EBS Architecture (EDBP)

So, the second post in this series and now a look at Eucalyptus Elastic Block Storage (EBS) and the Eucalyptus Storage Controller (SC) component which handles this.

What does it do?

The Storage Controller sits at the same layer as the Cluster Controller (CC), each Eucalyptus Availability Zone (AZ) or Cluster will have its own CC and SC.  Within that AZ, the SC will provide EBS (Elastic Block Store) functionality via iSCSI (AoE is no longer used in 3.0 onwards) using the Linux Target Framework (tgt).  If you’re a subscription-paying customer you can also use the SAN adapter to have the Eucalyptus SC talk directly to your NetApp, Dell (and EMC with 3.2) array.  In turn the Node Controllers (NC) will also talk directly to your storage array.

EBS is core to EC2, it’s a feature which the vast majority compute users will use. It provides the capability for users to store persistent data (and snapshot that data to Walrus/S3 for long-term storage).  With Eucalyptus 3.0 users can now utilise EBS-backed instances, which are essentially boot-from-iSCSI virtual machines.  These virtual machines use an EBS volume for their root filesystem.

This post is a more in-depth look at best practices around storage controller configuration.

How does it work?

This is pretty well explained on the wiki page here but I’ll summarise in short for the benefit of readers.

* TASK SET *
#1 Copy the EBS architecture post starting at "EBS is core" and ending at "benefit of readers.", switching every "virtual machines" to "VMs".
#2 According to the EBS architecture post, what does the Storage Controller use to provide EBS functionality via iSCSI?
#3 Decide whether each statement agrees with the EBS architecture post, answering yes or no and quoting the words that decide it: (a) Each Availability Zone has its own Cluster Controller and Storage Controller. (b) AoE is still used from Eucalyptus 3.0 onward. (c) EBS-backed instances use an EBS volume for their root filesystem.
The data is not needed here.

[Items from a dataset]
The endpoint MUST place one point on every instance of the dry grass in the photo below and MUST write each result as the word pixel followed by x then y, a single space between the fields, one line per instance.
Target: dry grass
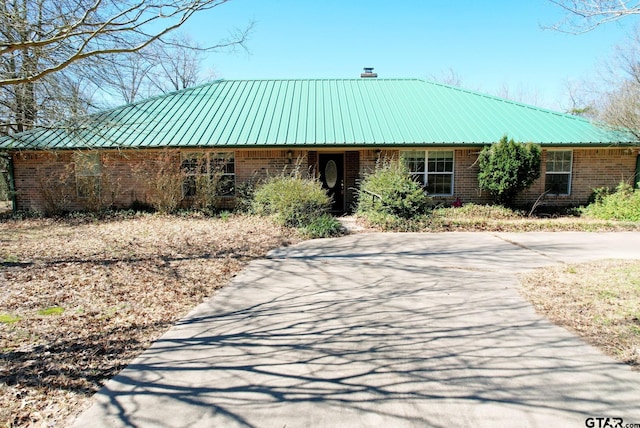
pixel 474 217
pixel 598 301
pixel 81 299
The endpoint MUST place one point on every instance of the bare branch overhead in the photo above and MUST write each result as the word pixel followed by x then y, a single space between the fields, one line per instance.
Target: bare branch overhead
pixel 58 33
pixel 584 15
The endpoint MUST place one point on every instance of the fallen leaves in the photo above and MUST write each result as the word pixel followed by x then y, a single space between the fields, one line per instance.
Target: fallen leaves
pixel 119 284
pixel 599 301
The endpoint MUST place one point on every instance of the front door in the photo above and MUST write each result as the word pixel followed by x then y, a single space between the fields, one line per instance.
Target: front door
pixel 331 166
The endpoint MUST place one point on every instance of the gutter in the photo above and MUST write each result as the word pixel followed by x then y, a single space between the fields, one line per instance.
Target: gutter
pixel 11 180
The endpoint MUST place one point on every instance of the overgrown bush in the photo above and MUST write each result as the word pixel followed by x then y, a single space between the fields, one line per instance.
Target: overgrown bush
pixel 507 168
pixel 388 197
pixel 163 178
pixel 623 204
pixel 292 200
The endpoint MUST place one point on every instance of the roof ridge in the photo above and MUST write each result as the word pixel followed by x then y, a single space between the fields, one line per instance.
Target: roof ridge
pixel 508 101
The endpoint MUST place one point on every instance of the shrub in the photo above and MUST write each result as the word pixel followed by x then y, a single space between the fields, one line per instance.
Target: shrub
pixel 390 190
pixel 291 199
pixel 507 168
pixel 623 204
pixel 163 178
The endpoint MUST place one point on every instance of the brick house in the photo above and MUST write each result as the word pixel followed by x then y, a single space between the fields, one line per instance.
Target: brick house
pixel 335 128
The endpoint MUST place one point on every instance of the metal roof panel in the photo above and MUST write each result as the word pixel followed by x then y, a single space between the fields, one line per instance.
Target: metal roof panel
pixel 318 112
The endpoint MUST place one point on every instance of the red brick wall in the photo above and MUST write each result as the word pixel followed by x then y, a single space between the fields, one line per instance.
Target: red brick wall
pixel 35 173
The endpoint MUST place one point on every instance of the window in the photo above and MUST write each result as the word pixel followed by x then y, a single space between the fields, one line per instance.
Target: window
pixel 558 173
pixel 88 172
pixel 433 169
pixel 215 166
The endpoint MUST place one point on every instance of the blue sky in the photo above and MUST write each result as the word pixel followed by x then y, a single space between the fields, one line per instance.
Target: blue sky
pixel 490 45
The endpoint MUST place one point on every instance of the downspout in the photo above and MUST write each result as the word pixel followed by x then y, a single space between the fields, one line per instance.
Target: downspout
pixel 11 180
pixel 636 181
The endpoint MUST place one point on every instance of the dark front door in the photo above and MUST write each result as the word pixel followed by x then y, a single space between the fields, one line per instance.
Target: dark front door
pixel 331 168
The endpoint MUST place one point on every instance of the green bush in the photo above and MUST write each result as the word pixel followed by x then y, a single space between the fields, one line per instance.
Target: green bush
pixel 391 200
pixel 507 168
pixel 623 204
pixel 291 199
pixel 390 190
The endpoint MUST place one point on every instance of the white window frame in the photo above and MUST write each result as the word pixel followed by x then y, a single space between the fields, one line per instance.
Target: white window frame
pixel 569 173
pixel 205 159
pixel 426 173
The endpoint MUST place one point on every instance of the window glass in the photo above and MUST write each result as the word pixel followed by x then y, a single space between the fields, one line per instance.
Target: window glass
pixel 433 169
pixel 88 174
pixel 216 166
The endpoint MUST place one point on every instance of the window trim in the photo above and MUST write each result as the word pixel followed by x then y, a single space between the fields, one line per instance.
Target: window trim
pixel 425 174
pixel 205 169
pixel 570 172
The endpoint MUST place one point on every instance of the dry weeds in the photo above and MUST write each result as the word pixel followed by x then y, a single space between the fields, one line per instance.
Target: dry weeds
pixel 120 283
pixel 599 301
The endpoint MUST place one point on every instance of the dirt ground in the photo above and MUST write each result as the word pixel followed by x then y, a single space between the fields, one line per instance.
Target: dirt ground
pixel 81 298
pixel 598 301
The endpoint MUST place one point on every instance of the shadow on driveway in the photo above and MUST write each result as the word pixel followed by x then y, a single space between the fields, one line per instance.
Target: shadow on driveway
pixel 403 330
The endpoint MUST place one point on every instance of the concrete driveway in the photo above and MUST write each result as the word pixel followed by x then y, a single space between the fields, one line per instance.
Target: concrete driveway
pixel 393 330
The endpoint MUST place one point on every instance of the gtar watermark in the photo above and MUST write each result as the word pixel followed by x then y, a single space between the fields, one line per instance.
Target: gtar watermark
pixel 594 422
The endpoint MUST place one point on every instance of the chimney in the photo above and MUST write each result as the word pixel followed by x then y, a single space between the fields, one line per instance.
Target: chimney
pixel 368 73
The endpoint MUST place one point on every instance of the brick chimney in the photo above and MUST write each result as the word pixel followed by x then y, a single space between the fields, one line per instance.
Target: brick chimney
pixel 368 73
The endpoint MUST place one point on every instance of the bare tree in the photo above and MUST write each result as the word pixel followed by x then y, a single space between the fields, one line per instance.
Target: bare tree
pixel 50 48
pixel 585 15
pixel 618 91
pixel 45 36
pixel 621 108
pixel 581 100
pixel 180 66
pixel 159 68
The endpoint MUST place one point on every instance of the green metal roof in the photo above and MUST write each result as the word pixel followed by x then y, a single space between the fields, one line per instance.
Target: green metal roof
pixel 323 113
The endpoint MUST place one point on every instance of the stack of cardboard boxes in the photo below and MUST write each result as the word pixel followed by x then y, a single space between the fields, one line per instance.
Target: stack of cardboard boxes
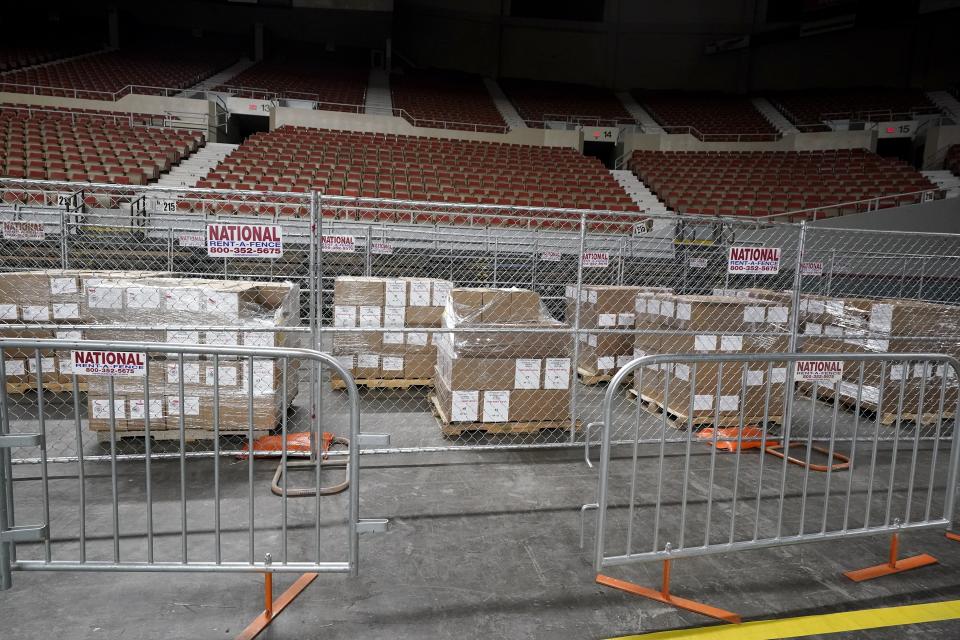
pixel 97 305
pixel 379 309
pixel 487 374
pixel 712 325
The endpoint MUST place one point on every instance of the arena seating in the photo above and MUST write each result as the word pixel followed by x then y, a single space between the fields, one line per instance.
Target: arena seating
pixel 808 109
pixel 446 101
pixel 536 102
pixel 713 117
pixel 150 71
pixel 338 87
pixel 952 162
pixel 296 160
pixel 762 183
pixel 87 145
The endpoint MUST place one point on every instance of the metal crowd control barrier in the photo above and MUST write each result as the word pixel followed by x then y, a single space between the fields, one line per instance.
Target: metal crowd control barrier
pixel 667 505
pixel 158 519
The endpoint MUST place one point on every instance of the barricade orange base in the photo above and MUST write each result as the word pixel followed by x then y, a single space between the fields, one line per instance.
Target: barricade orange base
pixel 893 565
pixel 274 608
pixel 664 596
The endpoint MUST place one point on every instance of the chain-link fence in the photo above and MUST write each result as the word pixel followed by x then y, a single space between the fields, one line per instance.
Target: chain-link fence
pixel 471 325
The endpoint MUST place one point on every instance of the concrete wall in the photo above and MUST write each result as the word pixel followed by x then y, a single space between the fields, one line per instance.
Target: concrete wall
pixel 280 116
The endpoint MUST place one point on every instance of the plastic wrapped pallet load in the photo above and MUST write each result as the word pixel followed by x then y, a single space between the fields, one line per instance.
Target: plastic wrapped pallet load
pixel 494 379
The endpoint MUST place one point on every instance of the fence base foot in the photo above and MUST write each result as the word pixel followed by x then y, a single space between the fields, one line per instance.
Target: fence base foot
pixel 667 598
pixel 893 565
pixel 275 607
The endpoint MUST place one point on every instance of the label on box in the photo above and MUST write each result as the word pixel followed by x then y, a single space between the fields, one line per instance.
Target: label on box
pixel 393 317
pixel 606 362
pixel 248 240
pixel 419 293
pixel 550 256
pixel 47 365
pixel 705 343
pixel 191 373
pixel 344 316
pixel 440 292
pixel 35 312
pixel 17 230
pixel 190 404
pixel 729 403
pixel 109 363
pixel 778 315
pixel 392 363
pixel 417 339
pixel 496 406
pixel 368 361
pixel 184 299
pixel 464 406
pixel 222 338
pixel 226 373
pixel 14 367
pixel 731 343
pixel 556 374
pixel 258 338
pixel 753 260
pixel 137 405
pixel 221 302
pixel 143 298
pixel 338 244
pixel 595 259
pixel 526 373
pixel 395 293
pixel 702 403
pixel 183 337
pixel 369 316
pixel 65 310
pixel 754 314
pixel 100 409
pixel 819 370
pixel 60 286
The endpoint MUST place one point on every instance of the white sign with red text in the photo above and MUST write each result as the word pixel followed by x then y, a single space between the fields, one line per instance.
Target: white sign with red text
pixel 753 260
pixel 129 364
pixel 244 240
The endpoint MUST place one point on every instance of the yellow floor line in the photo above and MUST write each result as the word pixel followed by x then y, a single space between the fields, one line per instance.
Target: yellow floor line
pixel 815 625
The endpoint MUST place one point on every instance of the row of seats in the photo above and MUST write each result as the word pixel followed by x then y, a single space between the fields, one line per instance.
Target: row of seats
pixel 762 183
pixel 83 146
pixel 808 109
pixel 540 102
pixel 718 118
pixel 339 88
pixel 151 71
pixel 445 100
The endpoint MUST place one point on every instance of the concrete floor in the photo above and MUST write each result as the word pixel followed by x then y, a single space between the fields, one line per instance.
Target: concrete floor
pixel 481 545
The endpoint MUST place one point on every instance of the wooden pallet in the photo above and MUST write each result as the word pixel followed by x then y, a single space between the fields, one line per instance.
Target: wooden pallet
pixel 190 435
pixel 679 420
pixel 56 387
pixel 384 383
pixel 870 409
pixel 448 428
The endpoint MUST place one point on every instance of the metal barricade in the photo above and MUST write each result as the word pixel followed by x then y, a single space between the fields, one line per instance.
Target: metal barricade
pixel 179 512
pixel 666 500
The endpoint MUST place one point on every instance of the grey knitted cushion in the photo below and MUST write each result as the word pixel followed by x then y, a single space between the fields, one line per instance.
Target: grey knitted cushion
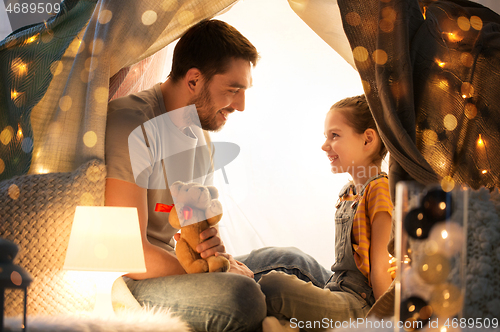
pixel 36 212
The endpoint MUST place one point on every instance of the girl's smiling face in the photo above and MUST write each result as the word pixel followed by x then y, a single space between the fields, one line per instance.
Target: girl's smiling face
pixel 344 147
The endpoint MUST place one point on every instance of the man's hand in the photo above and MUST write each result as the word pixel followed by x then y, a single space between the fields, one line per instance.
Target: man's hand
pixel 235 266
pixel 211 243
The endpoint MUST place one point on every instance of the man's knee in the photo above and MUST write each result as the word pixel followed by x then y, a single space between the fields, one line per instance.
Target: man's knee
pixel 244 303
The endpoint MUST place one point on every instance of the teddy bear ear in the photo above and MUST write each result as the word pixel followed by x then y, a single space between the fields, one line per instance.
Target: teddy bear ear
pixel 213 192
pixel 174 189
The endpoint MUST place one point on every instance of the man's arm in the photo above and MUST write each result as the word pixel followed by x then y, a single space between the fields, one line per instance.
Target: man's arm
pixel 159 262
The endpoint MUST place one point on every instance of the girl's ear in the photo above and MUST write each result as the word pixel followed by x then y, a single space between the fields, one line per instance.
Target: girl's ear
pixel 370 136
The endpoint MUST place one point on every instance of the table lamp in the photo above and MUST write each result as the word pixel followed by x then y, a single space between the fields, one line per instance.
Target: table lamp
pixel 107 241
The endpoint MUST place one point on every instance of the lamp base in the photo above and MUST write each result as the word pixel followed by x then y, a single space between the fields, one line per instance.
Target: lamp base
pixel 104 282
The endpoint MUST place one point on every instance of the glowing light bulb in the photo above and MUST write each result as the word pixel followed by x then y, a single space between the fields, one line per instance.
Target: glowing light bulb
pixel 19 132
pixel 440 63
pixel 32 39
pixel 480 141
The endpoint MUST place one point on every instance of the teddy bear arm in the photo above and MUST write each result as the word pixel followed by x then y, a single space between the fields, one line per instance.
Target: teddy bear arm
pixel 214 220
pixel 189 259
pixel 217 264
pixel 173 219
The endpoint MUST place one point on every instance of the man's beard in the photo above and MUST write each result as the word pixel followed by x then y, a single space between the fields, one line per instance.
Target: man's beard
pixel 207 113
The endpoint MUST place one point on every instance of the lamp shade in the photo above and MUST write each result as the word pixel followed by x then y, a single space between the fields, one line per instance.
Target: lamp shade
pixel 105 238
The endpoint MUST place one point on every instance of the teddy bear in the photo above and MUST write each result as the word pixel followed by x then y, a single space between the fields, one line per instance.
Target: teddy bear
pixel 199 209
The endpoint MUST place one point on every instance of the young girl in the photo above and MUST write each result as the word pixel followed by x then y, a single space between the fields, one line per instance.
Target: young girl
pixel 362 229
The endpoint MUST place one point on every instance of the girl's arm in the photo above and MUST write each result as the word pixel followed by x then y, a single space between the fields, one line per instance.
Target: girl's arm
pixel 379 256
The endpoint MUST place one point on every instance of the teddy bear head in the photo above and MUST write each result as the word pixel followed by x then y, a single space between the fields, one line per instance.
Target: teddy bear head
pixel 194 203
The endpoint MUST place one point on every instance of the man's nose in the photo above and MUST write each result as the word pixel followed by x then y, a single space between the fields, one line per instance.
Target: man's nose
pixel 239 101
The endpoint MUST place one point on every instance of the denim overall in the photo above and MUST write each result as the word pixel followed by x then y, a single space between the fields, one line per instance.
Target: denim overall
pixel 347 277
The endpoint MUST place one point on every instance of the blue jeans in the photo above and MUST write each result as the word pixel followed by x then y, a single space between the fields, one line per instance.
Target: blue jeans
pixel 225 301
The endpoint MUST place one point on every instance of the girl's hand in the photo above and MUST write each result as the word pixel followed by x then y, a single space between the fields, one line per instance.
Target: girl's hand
pixel 235 266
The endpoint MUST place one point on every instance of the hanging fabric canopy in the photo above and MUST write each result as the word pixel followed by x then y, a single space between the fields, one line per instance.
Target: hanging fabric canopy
pixel 431 80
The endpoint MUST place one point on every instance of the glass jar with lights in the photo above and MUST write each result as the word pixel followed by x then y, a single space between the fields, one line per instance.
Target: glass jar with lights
pixel 430 245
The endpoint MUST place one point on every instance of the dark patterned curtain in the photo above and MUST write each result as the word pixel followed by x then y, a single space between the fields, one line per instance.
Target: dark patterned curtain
pixel 431 73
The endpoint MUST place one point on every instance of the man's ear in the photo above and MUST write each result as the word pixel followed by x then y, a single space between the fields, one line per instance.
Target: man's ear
pixel 193 79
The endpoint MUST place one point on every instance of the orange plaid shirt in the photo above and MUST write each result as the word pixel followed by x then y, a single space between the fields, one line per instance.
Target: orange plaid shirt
pixel 375 199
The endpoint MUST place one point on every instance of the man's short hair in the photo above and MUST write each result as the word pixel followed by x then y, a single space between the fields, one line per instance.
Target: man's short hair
pixel 208 46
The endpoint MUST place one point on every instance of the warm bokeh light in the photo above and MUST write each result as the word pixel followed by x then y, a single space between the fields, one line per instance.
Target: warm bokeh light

* OUTPUTS IN ORDER *
#1
EBS is core to EC2, it’s a feature which the vast majority compute users will use. It provides the capability for users to store persistent data (and snapshot that data to Walrus/S3 for long-term storage).  With Eucalyptus 3.0 users can now utilise EBS-backed instances, which are essentially boot-from-iSCSI VMs.  These VMs use an EBS volume for their root filesystem.

This post is a more in-depth look at best practices around storage controller configuration.

How does it work?

This is pretty well explained on the wiki page here but I’ll summarise in short for the benefit of readers.

#2 The Linux Target Framework (tgt).

#3
(a) Yes: "each Eucalyptus Availability Zone (AZ) or Cluster will have its own CC and SC"
(b) No: "AoE is no longer used in 3.0 onwards"
(c) Yes: "These virtual machines use an EBS volume for their root filesystem."